*** Text passage Section Begins ***

Around 5:00, a bright and cheery Wiggle woke up and came in to see what all the commotion was about. He rubbed my shoulder and tried to comfort me through contractions. The birth pool had a floating thermometer which he used to take the temperature of my various body parts - "Mommy? Is your elbow fine? Is your cheek fine?" Finally, the urge to push kicked in, and so I did. At this point I became more vocal and more irritable, so my sister took Wiggle into the other room to play. I stayed in the pool and just followed my instincts about when to rest and when to push.
Everything was so hands-off; no ever checked my progress, no one told me when to push, the only "interference" was reminding me to breathe and to try to relax my shoulders and legs so that pushing would be easier for me. At some point, the nurse tried to check the fetal heart rate, which required me to sit up out of the water. I found being upright extremely uncomfortable, but she kept not being able to find Buster's heartbeat. I had to restrain myself from shouting "You'll have a much easier time checking it if you just wait a minute!" I got back to business and my water broke and then two or three contractions later, Buster's head and then shoulder emerged. It turns out they couldn't get the heart rate because I was further along then they had thought and he was already in the birth canal!
The midwife's assistant caught the baby and lifted him out of the water and then handed him to me. Wiggle came in and met his baby brother and was all smiles. We sat in the tub and relaxed and snuggled for a bit. C cut Buster's cord which was a little bit of a conversation piece because it was extra thick and had a true knot in it. A short while later, I shakily got out of the tub and then got into my own bed and snuggled and nursed my new baby in my own room. It was wonderful. A few hours later, I had our usual breakfast at the table with my family - back to normal(ish) by breakfast.

*** Text passage Section Ends ***
*** Provided information Section Begins ***

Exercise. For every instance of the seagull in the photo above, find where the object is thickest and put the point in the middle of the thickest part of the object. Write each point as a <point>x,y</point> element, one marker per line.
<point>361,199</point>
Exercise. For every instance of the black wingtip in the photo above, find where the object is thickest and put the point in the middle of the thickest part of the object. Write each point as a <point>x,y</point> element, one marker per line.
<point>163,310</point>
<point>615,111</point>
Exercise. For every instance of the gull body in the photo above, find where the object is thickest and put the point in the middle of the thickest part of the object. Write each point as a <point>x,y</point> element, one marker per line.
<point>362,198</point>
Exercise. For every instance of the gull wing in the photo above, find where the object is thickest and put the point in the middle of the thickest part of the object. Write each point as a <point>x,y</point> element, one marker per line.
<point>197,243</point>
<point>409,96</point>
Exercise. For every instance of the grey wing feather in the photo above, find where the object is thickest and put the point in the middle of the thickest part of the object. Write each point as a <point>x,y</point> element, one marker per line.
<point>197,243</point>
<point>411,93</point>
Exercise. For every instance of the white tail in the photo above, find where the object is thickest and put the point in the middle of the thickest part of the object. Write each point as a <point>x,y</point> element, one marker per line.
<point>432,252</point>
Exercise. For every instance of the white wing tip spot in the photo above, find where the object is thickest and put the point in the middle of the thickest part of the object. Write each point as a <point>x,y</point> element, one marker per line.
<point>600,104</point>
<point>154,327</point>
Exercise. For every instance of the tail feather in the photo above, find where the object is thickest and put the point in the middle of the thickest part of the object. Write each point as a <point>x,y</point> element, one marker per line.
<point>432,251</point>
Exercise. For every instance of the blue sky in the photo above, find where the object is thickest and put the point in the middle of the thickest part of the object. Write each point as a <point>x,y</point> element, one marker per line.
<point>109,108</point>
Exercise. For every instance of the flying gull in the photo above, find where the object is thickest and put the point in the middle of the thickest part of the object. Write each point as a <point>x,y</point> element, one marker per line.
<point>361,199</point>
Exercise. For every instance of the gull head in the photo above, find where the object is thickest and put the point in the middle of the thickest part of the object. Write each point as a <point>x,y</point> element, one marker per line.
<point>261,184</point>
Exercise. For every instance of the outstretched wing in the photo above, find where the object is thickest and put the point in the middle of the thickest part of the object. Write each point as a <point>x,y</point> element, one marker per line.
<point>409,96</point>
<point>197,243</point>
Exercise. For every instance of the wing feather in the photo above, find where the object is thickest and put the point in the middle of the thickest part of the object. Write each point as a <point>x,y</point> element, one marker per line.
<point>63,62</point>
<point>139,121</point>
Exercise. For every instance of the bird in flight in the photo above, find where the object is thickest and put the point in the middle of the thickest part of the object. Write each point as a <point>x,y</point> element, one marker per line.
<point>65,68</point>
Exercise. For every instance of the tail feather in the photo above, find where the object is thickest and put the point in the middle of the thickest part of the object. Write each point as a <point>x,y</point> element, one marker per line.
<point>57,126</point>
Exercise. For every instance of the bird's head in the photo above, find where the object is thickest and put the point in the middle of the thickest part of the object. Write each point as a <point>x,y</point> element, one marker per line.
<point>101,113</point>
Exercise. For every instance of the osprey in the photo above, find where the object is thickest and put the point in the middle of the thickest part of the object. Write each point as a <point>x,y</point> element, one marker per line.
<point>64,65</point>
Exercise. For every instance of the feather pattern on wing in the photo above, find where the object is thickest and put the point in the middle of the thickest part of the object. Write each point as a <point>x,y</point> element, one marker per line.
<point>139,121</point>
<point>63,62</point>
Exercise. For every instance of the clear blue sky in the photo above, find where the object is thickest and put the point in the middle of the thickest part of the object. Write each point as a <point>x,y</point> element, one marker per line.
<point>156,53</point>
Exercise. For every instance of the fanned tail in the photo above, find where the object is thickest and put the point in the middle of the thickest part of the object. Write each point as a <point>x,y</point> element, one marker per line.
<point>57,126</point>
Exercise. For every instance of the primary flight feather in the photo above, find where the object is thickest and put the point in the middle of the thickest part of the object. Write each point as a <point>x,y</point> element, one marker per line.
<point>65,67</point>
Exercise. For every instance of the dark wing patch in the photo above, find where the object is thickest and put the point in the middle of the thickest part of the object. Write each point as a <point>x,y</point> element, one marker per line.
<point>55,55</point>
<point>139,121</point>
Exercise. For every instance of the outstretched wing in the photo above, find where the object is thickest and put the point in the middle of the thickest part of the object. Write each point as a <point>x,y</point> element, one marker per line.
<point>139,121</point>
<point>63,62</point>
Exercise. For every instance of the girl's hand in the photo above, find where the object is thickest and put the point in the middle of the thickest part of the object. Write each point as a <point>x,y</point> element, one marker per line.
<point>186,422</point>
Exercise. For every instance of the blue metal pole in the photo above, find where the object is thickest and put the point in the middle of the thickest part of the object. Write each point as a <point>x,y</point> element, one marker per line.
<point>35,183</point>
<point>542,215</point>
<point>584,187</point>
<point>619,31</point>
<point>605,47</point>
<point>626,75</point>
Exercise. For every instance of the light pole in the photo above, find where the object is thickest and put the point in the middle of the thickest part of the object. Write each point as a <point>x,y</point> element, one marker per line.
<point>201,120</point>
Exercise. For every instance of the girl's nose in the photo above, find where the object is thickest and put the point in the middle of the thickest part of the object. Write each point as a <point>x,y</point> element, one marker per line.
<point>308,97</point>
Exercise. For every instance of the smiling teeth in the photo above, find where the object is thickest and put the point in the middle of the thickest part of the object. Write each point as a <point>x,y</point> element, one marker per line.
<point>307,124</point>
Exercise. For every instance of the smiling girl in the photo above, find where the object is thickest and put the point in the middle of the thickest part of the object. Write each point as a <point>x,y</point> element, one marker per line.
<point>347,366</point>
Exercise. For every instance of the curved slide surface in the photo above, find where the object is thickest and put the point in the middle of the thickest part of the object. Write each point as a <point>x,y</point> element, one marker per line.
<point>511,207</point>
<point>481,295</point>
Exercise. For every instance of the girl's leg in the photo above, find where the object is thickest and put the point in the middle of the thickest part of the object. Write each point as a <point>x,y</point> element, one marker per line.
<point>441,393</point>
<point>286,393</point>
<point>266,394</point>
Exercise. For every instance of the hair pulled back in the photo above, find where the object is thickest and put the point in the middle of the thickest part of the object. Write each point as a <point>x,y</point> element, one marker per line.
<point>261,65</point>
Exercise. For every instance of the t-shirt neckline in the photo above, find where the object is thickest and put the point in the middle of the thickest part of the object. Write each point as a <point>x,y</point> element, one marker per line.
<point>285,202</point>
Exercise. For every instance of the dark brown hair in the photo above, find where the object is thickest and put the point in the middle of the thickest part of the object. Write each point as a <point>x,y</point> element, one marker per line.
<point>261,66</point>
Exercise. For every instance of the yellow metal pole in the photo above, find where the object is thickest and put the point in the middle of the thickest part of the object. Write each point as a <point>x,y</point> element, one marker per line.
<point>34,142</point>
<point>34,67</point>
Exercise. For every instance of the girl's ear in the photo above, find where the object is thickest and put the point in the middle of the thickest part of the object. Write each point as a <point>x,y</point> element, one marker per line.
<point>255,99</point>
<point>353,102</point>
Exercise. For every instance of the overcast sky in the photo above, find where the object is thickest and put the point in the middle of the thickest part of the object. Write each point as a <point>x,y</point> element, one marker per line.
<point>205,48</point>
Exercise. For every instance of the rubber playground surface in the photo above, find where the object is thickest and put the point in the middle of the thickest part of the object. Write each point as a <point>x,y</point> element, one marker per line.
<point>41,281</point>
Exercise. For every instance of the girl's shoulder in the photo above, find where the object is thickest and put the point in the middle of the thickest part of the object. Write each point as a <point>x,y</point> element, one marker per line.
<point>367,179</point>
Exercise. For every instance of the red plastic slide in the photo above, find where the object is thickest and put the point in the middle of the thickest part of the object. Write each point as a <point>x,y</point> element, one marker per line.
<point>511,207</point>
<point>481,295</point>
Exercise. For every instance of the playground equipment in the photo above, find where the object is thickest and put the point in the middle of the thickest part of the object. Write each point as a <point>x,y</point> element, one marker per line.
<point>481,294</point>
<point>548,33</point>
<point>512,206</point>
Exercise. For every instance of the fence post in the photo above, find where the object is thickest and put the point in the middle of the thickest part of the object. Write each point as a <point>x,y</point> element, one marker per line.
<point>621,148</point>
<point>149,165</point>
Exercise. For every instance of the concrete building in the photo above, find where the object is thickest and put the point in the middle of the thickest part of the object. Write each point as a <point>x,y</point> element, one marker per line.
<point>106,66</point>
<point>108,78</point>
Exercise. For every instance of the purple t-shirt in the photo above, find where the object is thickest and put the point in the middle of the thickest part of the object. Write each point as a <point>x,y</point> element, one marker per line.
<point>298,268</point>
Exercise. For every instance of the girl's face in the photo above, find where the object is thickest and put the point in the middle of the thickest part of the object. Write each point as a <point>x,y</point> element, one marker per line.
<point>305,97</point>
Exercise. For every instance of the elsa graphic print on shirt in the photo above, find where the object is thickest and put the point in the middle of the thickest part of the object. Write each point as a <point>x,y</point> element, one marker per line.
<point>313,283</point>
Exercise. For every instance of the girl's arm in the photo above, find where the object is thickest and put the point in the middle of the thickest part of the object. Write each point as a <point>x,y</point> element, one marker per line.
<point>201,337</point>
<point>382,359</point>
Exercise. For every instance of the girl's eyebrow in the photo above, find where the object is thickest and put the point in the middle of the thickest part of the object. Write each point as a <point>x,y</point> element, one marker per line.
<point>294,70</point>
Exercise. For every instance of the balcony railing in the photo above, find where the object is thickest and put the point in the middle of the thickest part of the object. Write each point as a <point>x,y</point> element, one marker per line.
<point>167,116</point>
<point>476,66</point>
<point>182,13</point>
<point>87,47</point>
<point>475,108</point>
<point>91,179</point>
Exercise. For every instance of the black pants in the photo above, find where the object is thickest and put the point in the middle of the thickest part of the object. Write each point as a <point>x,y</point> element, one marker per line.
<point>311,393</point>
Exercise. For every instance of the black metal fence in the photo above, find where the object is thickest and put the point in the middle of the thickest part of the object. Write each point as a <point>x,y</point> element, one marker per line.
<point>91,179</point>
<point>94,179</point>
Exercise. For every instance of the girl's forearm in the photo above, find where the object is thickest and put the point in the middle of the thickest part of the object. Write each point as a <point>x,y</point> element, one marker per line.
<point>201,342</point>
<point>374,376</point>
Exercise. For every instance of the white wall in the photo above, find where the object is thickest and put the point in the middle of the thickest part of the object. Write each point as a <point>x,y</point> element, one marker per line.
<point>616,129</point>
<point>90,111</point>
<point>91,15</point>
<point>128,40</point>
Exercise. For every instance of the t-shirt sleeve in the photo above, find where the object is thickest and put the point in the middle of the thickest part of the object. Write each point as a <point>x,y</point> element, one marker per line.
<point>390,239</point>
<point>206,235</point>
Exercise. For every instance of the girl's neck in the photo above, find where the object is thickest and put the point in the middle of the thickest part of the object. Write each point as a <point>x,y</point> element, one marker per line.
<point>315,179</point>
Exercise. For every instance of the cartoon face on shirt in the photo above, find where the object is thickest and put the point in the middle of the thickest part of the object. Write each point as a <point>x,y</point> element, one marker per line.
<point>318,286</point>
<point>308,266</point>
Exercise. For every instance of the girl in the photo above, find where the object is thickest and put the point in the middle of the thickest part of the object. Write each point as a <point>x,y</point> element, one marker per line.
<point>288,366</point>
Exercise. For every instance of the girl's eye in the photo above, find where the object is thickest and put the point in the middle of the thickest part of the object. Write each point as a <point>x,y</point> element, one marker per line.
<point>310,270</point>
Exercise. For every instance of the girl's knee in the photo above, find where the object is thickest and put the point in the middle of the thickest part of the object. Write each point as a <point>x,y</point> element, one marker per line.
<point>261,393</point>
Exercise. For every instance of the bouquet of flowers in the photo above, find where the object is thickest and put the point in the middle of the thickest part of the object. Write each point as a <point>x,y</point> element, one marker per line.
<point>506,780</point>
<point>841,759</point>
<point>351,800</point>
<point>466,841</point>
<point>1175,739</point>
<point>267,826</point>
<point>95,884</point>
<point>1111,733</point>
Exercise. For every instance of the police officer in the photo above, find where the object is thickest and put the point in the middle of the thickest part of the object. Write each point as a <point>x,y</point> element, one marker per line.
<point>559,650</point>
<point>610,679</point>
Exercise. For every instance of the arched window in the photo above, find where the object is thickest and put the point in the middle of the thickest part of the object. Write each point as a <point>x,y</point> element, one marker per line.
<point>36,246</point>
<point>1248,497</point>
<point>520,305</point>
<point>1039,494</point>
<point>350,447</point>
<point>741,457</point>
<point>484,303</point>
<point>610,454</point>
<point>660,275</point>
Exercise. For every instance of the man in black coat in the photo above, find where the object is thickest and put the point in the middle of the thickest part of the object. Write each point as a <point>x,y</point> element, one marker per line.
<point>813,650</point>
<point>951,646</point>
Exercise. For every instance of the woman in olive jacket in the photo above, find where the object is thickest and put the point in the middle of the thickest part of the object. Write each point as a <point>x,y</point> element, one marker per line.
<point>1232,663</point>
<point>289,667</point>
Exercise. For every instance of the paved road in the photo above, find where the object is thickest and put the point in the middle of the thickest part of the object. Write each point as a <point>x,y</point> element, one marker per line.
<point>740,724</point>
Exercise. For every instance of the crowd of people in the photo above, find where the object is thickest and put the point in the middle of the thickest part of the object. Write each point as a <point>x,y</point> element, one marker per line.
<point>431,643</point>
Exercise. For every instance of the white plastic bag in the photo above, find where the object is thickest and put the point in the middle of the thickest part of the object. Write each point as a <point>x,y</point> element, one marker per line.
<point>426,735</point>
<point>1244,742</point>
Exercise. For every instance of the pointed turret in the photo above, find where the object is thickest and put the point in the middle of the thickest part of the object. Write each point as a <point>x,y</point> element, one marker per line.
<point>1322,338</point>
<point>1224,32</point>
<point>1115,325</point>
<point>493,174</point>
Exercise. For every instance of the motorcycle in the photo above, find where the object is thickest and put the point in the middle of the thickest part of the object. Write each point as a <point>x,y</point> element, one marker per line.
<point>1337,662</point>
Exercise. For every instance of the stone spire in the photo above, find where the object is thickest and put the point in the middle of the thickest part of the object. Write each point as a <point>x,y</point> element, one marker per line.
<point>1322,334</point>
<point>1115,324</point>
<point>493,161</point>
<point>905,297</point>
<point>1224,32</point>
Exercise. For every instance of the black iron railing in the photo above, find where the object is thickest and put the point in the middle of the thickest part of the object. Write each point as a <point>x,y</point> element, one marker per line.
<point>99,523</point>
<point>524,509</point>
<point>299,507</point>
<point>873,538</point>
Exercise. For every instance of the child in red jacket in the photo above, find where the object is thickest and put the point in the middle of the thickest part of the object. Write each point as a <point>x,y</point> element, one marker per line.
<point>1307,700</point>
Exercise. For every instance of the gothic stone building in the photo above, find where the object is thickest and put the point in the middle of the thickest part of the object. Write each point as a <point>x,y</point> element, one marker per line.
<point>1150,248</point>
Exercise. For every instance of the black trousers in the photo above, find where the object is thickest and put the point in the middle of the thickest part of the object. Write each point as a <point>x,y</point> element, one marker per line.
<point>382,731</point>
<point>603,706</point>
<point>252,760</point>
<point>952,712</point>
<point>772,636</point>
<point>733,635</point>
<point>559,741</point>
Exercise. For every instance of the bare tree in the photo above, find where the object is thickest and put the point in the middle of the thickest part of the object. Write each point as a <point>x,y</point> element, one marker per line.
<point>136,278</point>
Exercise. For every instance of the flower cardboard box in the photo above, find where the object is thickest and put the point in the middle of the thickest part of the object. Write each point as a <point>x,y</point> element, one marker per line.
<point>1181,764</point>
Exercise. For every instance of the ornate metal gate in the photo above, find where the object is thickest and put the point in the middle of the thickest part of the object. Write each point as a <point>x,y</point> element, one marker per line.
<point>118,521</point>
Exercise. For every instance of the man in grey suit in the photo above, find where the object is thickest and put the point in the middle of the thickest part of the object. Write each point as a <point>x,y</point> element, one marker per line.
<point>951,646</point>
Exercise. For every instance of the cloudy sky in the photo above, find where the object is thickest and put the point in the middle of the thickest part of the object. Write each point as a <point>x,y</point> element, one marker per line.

*** Provided information Section Ends ***

→ **Exercise set**
• A. Edit the birth story: rewrite it from the words "Around 5:00, a" through the words "when to push.", replacing "commotion" with "noise".
• B. In the birth story, why was Buster's cord a conversation piece?
• C. Write the next part of the birth story, picking up after its final sentence.

→ **Responses to the tasks**
• A.
Around 5:00, a bright and cheery Wiggle woke up and came in to see what all the noise was about. He rubbed my shoulder and tried to comfort me through contractions. The birth pool had a floating thermometer which he used to take the temperature of my various body parts - "Mommy? Is your elbow fine? Is your cheek fine?" Finally, the urge to push kicked in, and so I did. At this point I became more vocal and more irritable, so my sister took Wiggle into the other room to play. I stayed in the pool and just followed my instincts about when to rest and when to push.

• B. It was extra thick and had a true knot in it.

• C.
I really cannot describe how wonderful and relaxing it was to be in my own house. And while I don't generally go in for this type of stuff, the birth itself was quite empowering. I felt in control, in-tune with my body, and very connected to the birth. Although Wiggle's birth was not at all traumatic and he was beautiful and healthy when born, the process felt confrontational, and I felt a little powerless. The hospital and doctors made me feel like something was happening to me and that while the end result is wonderful, the process is less than wonderful, but at home, it felt like I was making something happen and that the whole tiring, painful, messy thing is part of the wonderful. 
In all fairness, some of the difference could be that my first labor was twice as long and pitocin-driven, so I was much more drained and worn out by the end than I was this time. Also, I knew what to expect, even when the minor idiosyncrasies of my birth pattern happened - I mysteriously almost passed out after both births - this time though C wasn't as worried as the first time because it had happened before. But even if some of the awesomeness could be attributed to things that would have been the case even if we were in a hospital, having Wiggle here, laboring the way I wanted and at my own pace, and going to sleep in my own bed were all awesome things that could only really happen at home, and I wouldn't choose to have it any other way.